◆ **WHAT TO PRODUCE**: Type out the entries below again, character for character.

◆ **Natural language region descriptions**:
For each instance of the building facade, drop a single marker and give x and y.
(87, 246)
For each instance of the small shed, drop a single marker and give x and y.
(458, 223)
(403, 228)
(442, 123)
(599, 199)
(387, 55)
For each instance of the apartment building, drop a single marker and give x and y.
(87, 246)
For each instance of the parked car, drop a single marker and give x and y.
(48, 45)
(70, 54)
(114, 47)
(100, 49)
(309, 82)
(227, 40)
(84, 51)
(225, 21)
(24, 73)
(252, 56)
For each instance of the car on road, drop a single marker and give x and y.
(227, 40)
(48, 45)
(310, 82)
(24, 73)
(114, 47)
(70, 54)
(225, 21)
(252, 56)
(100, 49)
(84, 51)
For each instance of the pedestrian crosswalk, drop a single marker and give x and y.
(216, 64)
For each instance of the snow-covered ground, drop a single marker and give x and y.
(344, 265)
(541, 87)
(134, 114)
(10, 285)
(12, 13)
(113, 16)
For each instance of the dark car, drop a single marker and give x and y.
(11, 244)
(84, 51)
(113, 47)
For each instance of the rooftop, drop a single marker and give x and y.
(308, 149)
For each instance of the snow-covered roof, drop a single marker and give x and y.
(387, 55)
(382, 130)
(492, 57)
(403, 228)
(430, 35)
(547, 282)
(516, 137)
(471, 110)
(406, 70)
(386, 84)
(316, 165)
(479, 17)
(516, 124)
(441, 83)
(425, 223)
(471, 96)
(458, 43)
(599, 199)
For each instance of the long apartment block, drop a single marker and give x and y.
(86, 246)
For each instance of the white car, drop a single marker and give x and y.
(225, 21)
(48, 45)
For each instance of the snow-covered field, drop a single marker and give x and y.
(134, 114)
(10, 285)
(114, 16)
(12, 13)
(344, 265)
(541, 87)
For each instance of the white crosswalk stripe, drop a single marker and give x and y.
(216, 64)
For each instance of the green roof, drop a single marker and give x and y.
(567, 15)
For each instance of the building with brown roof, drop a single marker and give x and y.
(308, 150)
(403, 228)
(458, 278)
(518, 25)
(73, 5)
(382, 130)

◆ **ANSWER SECTION**:
For each instance of the building facade, drop a single marker and give x and y.
(87, 246)
For each instance of the small shed, drop a single marker and give x and y.
(458, 223)
(403, 228)
(442, 123)
(599, 199)
(387, 55)
For each instance of the apartment building, drop a single marker and give x and y.
(87, 246)
For each instance of the parked car, drop a single marker and give x and y.
(48, 45)
(70, 54)
(114, 47)
(100, 49)
(309, 82)
(227, 40)
(84, 51)
(225, 21)
(24, 73)
(252, 56)
For each instance of the car on road, drop a single marker and give x and y.
(227, 40)
(48, 45)
(310, 82)
(24, 73)
(114, 47)
(70, 54)
(225, 21)
(252, 56)
(100, 49)
(84, 51)
For each instance of the pedestrian crosswalk, drop a single marker and give x and y.
(216, 64)
For each instance of the snow-covered ground, drop a single marker and give x and y.
(344, 265)
(541, 87)
(134, 114)
(10, 285)
(12, 13)
(113, 16)
For each instance of the dark car, drop a single marker and give x and y.
(11, 244)
(84, 51)
(113, 47)
For each instance of the rooftop, drop a single marker and give x and y.
(308, 149)
For each instance of the snow-covered roof, drop a single marker and give x and y.
(387, 55)
(382, 130)
(492, 57)
(403, 228)
(430, 35)
(547, 282)
(516, 137)
(471, 110)
(406, 70)
(386, 84)
(316, 165)
(479, 17)
(516, 124)
(441, 83)
(425, 223)
(471, 96)
(458, 43)
(599, 199)
For each instance of the long apartment block, drop a single marker and give x and y.
(86, 246)
For each instance of the white car, drop a single marker and give x and y.
(225, 21)
(48, 45)
For each instance of the snow-covered field, drop a single marker and give x and y.
(134, 114)
(10, 285)
(114, 16)
(12, 13)
(344, 265)
(541, 87)
For each instance of the white crosswalk stripe, drop a single marker and give x and y.
(216, 64)
For each instance of the green roof, drop a single marker and give x and y.
(567, 15)
For each instance of the building with brown roof, drop a single marker and give x and y.
(308, 150)
(403, 228)
(458, 278)
(518, 25)
(73, 5)
(382, 130)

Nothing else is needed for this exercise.